**What the exercise asks**
The entries that follow should be written out exactly.

**Exercise input**
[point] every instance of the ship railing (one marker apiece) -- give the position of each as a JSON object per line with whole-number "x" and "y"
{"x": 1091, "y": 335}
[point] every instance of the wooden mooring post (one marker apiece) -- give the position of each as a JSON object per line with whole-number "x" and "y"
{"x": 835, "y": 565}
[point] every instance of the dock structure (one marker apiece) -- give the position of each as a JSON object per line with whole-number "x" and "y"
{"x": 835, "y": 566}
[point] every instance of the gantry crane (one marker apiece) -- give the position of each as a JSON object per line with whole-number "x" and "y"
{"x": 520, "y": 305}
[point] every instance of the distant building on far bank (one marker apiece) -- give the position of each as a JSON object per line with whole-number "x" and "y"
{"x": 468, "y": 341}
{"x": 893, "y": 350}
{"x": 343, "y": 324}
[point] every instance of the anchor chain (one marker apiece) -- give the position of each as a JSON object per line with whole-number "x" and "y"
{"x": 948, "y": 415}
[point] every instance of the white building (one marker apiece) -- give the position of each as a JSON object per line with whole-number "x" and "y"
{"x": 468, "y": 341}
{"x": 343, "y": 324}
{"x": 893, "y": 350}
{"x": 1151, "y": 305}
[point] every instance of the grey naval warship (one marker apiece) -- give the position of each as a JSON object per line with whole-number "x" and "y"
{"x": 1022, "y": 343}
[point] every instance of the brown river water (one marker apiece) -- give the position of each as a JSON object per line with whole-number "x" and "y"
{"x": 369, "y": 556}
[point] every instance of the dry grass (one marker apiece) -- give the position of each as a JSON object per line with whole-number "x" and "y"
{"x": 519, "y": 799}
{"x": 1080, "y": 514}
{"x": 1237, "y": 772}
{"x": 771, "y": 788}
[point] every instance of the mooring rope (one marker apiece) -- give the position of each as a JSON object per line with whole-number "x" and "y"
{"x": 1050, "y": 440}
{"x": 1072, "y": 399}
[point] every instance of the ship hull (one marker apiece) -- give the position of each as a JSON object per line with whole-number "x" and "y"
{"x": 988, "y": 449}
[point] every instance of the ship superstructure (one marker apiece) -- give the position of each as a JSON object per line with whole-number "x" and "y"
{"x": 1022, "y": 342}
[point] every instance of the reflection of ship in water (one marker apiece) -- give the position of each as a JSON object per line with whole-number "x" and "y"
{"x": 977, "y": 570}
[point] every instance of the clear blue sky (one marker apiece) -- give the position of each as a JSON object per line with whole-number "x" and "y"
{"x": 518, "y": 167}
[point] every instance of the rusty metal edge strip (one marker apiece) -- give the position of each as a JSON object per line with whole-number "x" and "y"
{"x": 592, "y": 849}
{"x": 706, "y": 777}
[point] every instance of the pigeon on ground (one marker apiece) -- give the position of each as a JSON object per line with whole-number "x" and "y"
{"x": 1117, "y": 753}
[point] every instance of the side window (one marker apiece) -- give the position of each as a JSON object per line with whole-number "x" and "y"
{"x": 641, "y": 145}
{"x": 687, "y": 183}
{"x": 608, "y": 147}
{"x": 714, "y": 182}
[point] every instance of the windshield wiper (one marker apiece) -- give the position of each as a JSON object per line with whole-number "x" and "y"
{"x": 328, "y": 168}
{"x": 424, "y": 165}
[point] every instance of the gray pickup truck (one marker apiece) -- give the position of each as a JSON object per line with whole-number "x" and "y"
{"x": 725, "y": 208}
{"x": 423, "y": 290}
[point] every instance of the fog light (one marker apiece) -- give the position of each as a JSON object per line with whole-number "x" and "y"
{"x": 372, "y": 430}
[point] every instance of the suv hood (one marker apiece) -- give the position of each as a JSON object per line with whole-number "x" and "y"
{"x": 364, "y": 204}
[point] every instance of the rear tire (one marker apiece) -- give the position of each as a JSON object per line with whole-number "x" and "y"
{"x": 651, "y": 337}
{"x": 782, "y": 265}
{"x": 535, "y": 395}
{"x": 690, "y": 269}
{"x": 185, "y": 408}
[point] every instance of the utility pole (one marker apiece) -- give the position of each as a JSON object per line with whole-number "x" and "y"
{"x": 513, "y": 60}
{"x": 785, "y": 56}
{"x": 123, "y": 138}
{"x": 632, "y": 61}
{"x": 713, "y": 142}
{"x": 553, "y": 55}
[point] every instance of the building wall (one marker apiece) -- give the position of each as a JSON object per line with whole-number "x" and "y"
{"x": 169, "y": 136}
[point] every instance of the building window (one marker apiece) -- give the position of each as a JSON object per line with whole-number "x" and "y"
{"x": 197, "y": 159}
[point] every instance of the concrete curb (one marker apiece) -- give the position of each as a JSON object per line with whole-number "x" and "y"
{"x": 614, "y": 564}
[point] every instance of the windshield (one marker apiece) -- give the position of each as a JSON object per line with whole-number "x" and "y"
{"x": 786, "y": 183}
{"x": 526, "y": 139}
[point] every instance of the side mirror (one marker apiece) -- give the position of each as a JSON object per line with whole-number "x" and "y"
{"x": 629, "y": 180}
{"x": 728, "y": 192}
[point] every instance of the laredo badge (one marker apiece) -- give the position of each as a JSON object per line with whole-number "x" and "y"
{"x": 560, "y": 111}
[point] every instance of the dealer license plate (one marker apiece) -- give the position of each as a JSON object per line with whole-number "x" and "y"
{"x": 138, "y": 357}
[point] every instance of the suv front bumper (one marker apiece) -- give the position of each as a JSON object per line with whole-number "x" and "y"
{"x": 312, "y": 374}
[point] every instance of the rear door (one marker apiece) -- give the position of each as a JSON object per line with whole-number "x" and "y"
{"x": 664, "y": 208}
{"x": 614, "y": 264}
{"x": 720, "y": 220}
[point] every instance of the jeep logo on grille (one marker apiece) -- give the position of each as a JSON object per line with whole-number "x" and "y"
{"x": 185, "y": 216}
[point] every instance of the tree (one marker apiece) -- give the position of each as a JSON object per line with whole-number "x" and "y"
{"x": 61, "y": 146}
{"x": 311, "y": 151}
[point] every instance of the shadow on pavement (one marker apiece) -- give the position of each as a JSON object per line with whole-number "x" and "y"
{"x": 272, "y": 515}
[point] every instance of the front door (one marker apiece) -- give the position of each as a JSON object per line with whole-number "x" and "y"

**Response to the task**
[point] every instance of the ship railing (one marker apiece) -- give the position of each as a JSON object per line with whole-number "x" and "y"
{"x": 1091, "y": 335}
[point] every instance of the wooden mooring post (one marker apiece) -- give the position of each as a JSON object per line with whole-number "x" and "y"
{"x": 835, "y": 565}
[point] every instance of the dock structure (one marker apiece) -- give the position of each as a JSON object per line with whole-number "x" and "y"
{"x": 835, "y": 566}
[point] every instance of the gantry crane (one marker apiece) -- give the position of each as a JSON object per line with whole-number "x" and "y"
{"x": 520, "y": 305}
[point] every instance of the distant building on far bank (one marker apiece) -- give the position of each as a JSON object per line with whole-number "x" and "y"
{"x": 468, "y": 341}
{"x": 893, "y": 350}
{"x": 343, "y": 324}
[point] every instance of the anchor chain (one marker apiece) -- give the position of each as a JSON object per line with whole-number "x" and "y"
{"x": 948, "y": 415}
[point] every instance of the white building (one marker apiece) -- give the position of each as a JSON object per line with whole-number "x" and "y"
{"x": 468, "y": 341}
{"x": 343, "y": 324}
{"x": 893, "y": 350}
{"x": 1151, "y": 305}
[point] every instance of the grey naval warship (one marker apiece) -- give the position of each as a JSON object per line with whole-number "x" and "y"
{"x": 1022, "y": 343}
[point] every instance of the brown river water (one marker apiece) -- give the position of each as a JSON object per line with whole-number "x" and "y"
{"x": 369, "y": 556}
[point] every instance of the dry grass (one marker apiece) -- give the position of each as a JSON object per line with whole-number "x" and "y"
{"x": 519, "y": 799}
{"x": 1080, "y": 514}
{"x": 1237, "y": 772}
{"x": 771, "y": 788}
[point] every instance of the mooring rope (one marker apiece) -- give the position of each as a JSON object per line with whole-number "x" and "y"
{"x": 1050, "y": 440}
{"x": 1072, "y": 399}
[point] every instance of the ship hull (one marker apiece) -- give the position of each as a JSON object per line with whole-number "x" and "y"
{"x": 988, "y": 449}
[point] every instance of the ship superstructure (one marker apiece) -- give the position of each as a JSON object per line with whole-number "x" and "y"
{"x": 1022, "y": 342}
[point] every instance of the reflection of ship in water (one marker apiece) -- give the position of each as a JSON object per line with whole-number "x" and "y"
{"x": 977, "y": 570}
[point] every instance of the clear blue sky (one marker apiece) -- give the position of each as a JSON object per line with whole-number "x" and "y"
{"x": 518, "y": 167}
[point] every instance of the rusty metal edge strip (one marker apiece) -- give the position of each as a JSON object per line with whole-number "x" and "y"
{"x": 592, "y": 849}
{"x": 706, "y": 777}
[point] every instance of the pigeon on ground (one marker apiece) -- give the position of each as a JSON object per line with whole-number "x" and "y"
{"x": 1117, "y": 753}
[point] every instance of the side window (one marker apiece) -- give the position of each as a JSON object per line with whole-number "x" and "y"
{"x": 641, "y": 145}
{"x": 687, "y": 183}
{"x": 608, "y": 147}
{"x": 714, "y": 182}
[point] every instance of the windshield wiper (one marker apiece) -- give the position of each as a JSON object per line with whole-number "x" and "y"
{"x": 328, "y": 168}
{"x": 424, "y": 165}
[point] every instance of the gray pickup truck (one marker apiece) -- give the position of each as a JSON object per line with whole-number "x" and "y"
{"x": 725, "y": 208}
{"x": 423, "y": 290}
[point] every instance of the fog light (one marker apiece) -- give the position of each as a JSON object per line with whole-number "x" and "y"
{"x": 372, "y": 430}
[point] every instance of the suv hood (one marker apiece) -- give the position of each as a JSON object per line with whole-number "x" and "y"
{"x": 364, "y": 204}
[point] every instance of the rear tire (one marker apiece) -- give the position of each as a JSON object per line with whole-number "x" and "y"
{"x": 651, "y": 337}
{"x": 782, "y": 265}
{"x": 535, "y": 395}
{"x": 690, "y": 269}
{"x": 185, "y": 408}
[point] every instance of the utility pole (one marker apiece) -- give the position of each as a JSON object per line with whole-number "x" and "y"
{"x": 513, "y": 60}
{"x": 785, "y": 56}
{"x": 123, "y": 138}
{"x": 632, "y": 61}
{"x": 713, "y": 142}
{"x": 553, "y": 55}
[point] every instance of the building wall (one marker apiece) -- give the position of each as a JSON object per line with whole-number "x" and "y"
{"x": 169, "y": 136}
[point] every instance of the building window (one marker apiece) -- give the position of each as a JSON object per line with whole-number "x" and "y"
{"x": 197, "y": 159}
[point] every instance of the concrete curb (one marker apiece) -- give the position of each as a JSON object per line with whole-number "x" and "y"
{"x": 614, "y": 564}
[point] every instance of the windshield (one marker apiece) -- give the position of each as a JSON object per line with whole-number "x" and "y"
{"x": 786, "y": 183}
{"x": 526, "y": 139}
[point] every instance of the side mirror (one marker apiece) -- give the position of each as a JSON object per line with whole-number "x" and "y"
{"x": 629, "y": 180}
{"x": 728, "y": 192}
[point] every instance of the laredo badge (one marker apiece) -- give the position of each as a JSON object per line with whole-number "x" and "y"
{"x": 560, "y": 111}
[point] every instance of the dealer license plate (one marker apiece) -- give the position of each as a JSON object per line with whole-number "x" and "y"
{"x": 138, "y": 357}
[point] every instance of the suv front bumper (one marker apiece) -- give the position of each as a JSON object per line with whole-number "x" and "y"
{"x": 312, "y": 374}
[point] every instance of the rear door (one marker apiece) -- give the position of each as a JSON object per line with whole-number "x" and "y"
{"x": 664, "y": 208}
{"x": 614, "y": 264}
{"x": 720, "y": 220}
[point] every instance of the jeep logo on grille (one marker apiece) -- give the position of each as a JSON object per line with whole-number "x" and "y"
{"x": 185, "y": 216}
[point] every instance of the tree (one marker apiece) -- give the position of each as a JSON object per line with whole-number "x" and "y"
{"x": 61, "y": 146}
{"x": 311, "y": 151}
[point] every instance of the shadow on pavement (one marker apiece) -- give the position of each as a JSON object per line with whole-number "x" and "y"
{"x": 272, "y": 515}
[point] every instance of the front door (one marker apiece) -- give the position of each as a JSON object per line with whole-number "x" and "y"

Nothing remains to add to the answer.